## SET EXERCISE
Answer these questions using the excerpt below on preventing buffer overflows, giving each answer on its own line:
(a) Which C++20 facility does it use to build the stats string?
(b) What safe replacement does its table give for gets()?
(c) What does NX/DEP mark as non-executable?

## SELECTED EXCERPT
The stack memory adjacent to the buffer — including those precious return addresses — is never touched. The overflow path is eliminated entirely.

Modern C++ Alternatives

While snprintf() is the standard C fix and perfectly appropriate here, modern C++ offers additional options worth knowing:

// Using std::string and std::format (C++20)
#include <format>
std::string stats = std::format("Tokens: {}, Time: {} ms, Rate: {} tok/s",
                                 token_count, elapsed_time_ms, tokens_per_second);

// Using std::ostringstream (C++11 and later)
#include <sstream>
std::ostringstream oss;
oss << "Tokens: " << token_count
    << ", Time: " << elapsed_time_ms << " ms"
    << ", Rate: " << tokens_per_second << " tok/s";
std::string stats = oss.str();

These approaches eliminate the fixed-size buffer entirely, delegating memory management to the standard library and removing the overflow risk at a fundamental level.


Prevention & Best Practices

1. Never Use sprintf() in New Code

There is no safe use of sprintf() when the output length is not provably bounded at compile time. Treat it as deprecated. Configure your compiler or linter to warn on its use:

# GCC/Clang — treat sprintf as an error
-Werror=deprecated-declarations

# Or use -D_FORTIFY_SOURCE=2 for runtime buffer overflow detection
-D_FORTIFY_SOURCE=2 -O2

2. Use Length-Bounded Functions Consistently

Unsafe Function Safe Replacement
sprintf() snprintf()
strcpy() strncpy() or strlcpy()
strcat() strncat() or strlcat()
gets() fgets()
scanf("%s") scanf("%255s") with explicit width

3. Prefer sizeof() Over Magic Numbers

When using snprintf(), always use sizeof(buffer) rather than a hardcoded number. If the buffer size changes in a future refactor, sizeof() automatically reflects the new size:

// Fragile — will be wrong if buffer size changes
snprintf(buf, 256, ...);

// Robust — always correct
snprintf(buf, sizeof(buf), ...);

4. Enable Compiler and OS Mitigations

Modern toolchains and operating systems include mitigations that make buffer overflows harder to exploit, even when they occur:

  • Stack Canaries (-fstack-protector-strong): Place a random value between local variables and the return address. If it's overwritten, the program detects the corruption and terminates before the return.
  • ASLR (Address Space Layout Randomization): Randomizes the memory layout of the process, making it harder for attackers to predict where to redirect execution.
  • NX/DEP (No-Execute / Data Execution Prevention): Marks the stack as non-executable, preventing attackers from injecting and running shellcode directly.
  • SafeStack (Clang): Separates sensitive stack data (return addresses) from regular local variables.
# CMakeLists.txt — enable stack protection
target_compile_options(your_target PRIVATE
    -fstack-protector-strong
    -D_FORTIFY_SOURCE=2
)
target_link_options(your_target PRIVATE
    -Wl,-z,relro
    -Wl,-z,now
)

These mitigations are important, but they are not a substitute for fixing the vulnerability. A determined attacker with enough control can often bypass individual mitigations. The correct approach is defense in depth: fix the bug and enable the mitigations.

## SUPPLIED ENTRIES
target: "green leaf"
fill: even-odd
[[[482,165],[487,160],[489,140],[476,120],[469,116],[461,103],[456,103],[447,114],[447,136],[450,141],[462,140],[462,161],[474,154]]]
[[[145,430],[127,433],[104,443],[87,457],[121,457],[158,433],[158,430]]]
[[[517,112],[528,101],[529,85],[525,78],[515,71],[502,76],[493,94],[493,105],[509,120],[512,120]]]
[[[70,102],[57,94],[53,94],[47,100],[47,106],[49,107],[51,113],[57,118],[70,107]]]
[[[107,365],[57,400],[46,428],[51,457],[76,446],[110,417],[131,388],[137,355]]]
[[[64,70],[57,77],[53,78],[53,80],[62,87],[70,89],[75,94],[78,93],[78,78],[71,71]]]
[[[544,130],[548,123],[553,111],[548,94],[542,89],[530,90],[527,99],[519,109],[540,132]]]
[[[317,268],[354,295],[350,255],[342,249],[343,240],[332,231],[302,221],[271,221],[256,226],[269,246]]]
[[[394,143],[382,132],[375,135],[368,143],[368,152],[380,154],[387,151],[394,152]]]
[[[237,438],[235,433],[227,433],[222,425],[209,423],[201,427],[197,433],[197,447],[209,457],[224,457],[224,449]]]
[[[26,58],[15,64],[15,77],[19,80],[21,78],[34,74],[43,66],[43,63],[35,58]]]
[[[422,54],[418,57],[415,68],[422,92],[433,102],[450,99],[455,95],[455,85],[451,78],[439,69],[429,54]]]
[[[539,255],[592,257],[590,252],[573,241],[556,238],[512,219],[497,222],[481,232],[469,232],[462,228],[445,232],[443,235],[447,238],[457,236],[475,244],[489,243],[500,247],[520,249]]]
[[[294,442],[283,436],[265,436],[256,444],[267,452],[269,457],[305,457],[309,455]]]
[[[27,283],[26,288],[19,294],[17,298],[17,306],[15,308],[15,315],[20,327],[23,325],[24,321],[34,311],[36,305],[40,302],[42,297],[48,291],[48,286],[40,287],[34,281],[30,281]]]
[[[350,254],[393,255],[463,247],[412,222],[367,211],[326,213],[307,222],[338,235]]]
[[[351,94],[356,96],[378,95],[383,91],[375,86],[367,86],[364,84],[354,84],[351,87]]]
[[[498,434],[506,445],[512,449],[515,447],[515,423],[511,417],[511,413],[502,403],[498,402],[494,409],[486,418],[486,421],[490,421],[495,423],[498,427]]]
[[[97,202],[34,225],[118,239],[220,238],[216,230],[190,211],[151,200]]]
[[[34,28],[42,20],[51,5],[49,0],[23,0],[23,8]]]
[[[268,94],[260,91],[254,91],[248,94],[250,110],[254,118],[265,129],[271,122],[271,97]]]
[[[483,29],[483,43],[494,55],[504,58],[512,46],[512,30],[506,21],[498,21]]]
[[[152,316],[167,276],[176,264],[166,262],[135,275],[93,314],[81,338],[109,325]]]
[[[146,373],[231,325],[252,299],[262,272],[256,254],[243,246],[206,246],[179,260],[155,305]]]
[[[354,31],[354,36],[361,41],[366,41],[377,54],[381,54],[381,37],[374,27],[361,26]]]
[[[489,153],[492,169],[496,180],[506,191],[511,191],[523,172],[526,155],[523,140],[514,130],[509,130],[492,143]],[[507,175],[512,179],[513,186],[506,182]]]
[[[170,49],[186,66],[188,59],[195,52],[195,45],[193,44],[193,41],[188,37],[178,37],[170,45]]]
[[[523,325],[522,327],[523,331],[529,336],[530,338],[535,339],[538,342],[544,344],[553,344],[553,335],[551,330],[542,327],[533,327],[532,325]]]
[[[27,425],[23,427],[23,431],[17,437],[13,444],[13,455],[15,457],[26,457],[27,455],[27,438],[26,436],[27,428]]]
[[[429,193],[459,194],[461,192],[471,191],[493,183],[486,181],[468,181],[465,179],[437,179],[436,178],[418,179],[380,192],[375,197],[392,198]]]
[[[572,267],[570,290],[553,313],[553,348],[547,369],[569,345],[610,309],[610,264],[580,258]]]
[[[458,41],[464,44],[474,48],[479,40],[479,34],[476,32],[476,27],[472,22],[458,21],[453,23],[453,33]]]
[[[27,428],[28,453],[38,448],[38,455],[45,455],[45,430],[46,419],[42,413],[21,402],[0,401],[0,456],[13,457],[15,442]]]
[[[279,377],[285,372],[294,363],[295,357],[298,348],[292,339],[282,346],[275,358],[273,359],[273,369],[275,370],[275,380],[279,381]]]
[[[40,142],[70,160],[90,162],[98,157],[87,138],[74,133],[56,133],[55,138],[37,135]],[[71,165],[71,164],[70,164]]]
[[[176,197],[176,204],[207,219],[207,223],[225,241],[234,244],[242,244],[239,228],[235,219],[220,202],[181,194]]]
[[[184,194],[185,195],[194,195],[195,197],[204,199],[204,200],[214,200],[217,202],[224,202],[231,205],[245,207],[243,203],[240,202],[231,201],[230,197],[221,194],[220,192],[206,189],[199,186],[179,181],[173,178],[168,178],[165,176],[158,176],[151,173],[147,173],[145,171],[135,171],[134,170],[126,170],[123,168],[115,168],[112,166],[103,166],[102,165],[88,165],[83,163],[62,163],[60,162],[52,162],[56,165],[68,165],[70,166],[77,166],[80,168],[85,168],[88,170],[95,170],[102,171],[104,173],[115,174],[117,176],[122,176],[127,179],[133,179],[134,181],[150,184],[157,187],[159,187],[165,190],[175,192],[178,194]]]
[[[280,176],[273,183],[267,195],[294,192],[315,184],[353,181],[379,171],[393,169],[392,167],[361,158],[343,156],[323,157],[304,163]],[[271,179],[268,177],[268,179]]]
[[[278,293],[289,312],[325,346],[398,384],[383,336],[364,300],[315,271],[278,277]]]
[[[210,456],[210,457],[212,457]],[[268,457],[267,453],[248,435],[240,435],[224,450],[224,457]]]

## CORRECT RESULT
(a) std::format
(b) fgets()
(c) The stack